** BEGIN **

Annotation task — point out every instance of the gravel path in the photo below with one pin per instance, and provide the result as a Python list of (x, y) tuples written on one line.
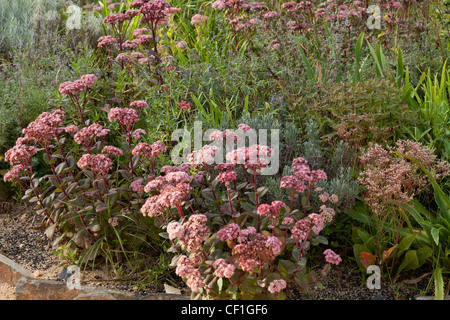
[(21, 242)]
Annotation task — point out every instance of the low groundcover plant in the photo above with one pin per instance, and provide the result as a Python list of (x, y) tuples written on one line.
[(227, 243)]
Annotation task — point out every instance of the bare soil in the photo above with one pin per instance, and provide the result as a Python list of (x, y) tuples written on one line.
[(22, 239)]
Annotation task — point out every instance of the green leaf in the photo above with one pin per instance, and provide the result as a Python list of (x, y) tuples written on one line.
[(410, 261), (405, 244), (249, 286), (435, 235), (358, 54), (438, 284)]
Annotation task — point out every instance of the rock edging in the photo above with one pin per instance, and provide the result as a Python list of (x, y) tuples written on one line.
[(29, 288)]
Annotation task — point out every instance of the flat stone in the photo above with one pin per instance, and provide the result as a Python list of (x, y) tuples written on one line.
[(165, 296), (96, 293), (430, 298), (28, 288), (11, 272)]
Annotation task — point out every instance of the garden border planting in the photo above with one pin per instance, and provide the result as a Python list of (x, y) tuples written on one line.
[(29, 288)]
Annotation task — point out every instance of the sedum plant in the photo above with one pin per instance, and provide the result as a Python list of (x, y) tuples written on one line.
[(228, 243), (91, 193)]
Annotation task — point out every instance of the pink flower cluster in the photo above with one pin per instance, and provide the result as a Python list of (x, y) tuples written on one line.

** END **

> **SHORT TASK**
Write out the data again from its very first line through the line that contains "[(22, 239)]", keeping every request, and shift each coordinate in the answers up by 92. Leave the pictures out.

> **EXERCISE ANSWER**
Annotation task — point out every instance of the gravel path in the photo below with one pin per instance, and provide the result as a Python list of (x, y) tuples written on one line.
[(113, 334)]
Annotation task — point out every instance of the low groundcover plant in the photo above with one pin per instance, and provide the result as a Python list of (x, y) tuples written on one line.
[(319, 335)]
Annotation task — point out every instance of the bare soil in the photo above with one pin per instance, and provide the result as a Python list of (x, y) tuples written on one line.
[(114, 331)]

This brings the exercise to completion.